**Data supplied**:

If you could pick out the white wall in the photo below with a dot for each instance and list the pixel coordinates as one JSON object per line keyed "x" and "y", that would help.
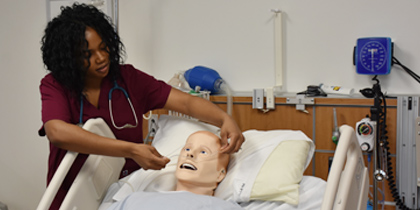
---
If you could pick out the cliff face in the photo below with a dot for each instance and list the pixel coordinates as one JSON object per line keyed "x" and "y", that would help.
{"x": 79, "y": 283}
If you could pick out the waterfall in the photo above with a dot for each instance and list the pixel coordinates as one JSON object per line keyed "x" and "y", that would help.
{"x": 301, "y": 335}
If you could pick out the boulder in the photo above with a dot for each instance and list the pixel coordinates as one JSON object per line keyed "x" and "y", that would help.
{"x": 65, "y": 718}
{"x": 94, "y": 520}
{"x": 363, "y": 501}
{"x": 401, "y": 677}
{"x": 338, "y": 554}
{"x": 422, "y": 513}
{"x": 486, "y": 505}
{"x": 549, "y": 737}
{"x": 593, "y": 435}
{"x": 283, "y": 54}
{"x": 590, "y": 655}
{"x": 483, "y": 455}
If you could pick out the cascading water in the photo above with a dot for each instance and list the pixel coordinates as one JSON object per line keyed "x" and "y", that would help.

**What you will do**:
Reproduce word for word the material above, beginning with the line that contains "If you could pick out the waterfall" and ending with the line that contains "If you could pick out the cascading".

**Answer section**:
If you could pick out the waterfall in the photo above with a dot for each instance and list the pixel coordinates as one JSON object per line keyed "x" and "y", that would help.
{"x": 301, "y": 335}
If you could pick out the boulder in the photo above with a dot for each instance and list the pixel coordinates as one JSON object per line keyed "x" and "y", that would help.
{"x": 65, "y": 718}
{"x": 94, "y": 520}
{"x": 363, "y": 501}
{"x": 401, "y": 677}
{"x": 338, "y": 554}
{"x": 422, "y": 513}
{"x": 486, "y": 505}
{"x": 549, "y": 737}
{"x": 593, "y": 435}
{"x": 283, "y": 54}
{"x": 590, "y": 655}
{"x": 483, "y": 455}
If you could pick out the cascading water in the photo above with a dot for each instance and list the pixel coordinates as one JSON object per line keyed "x" and "y", that would help.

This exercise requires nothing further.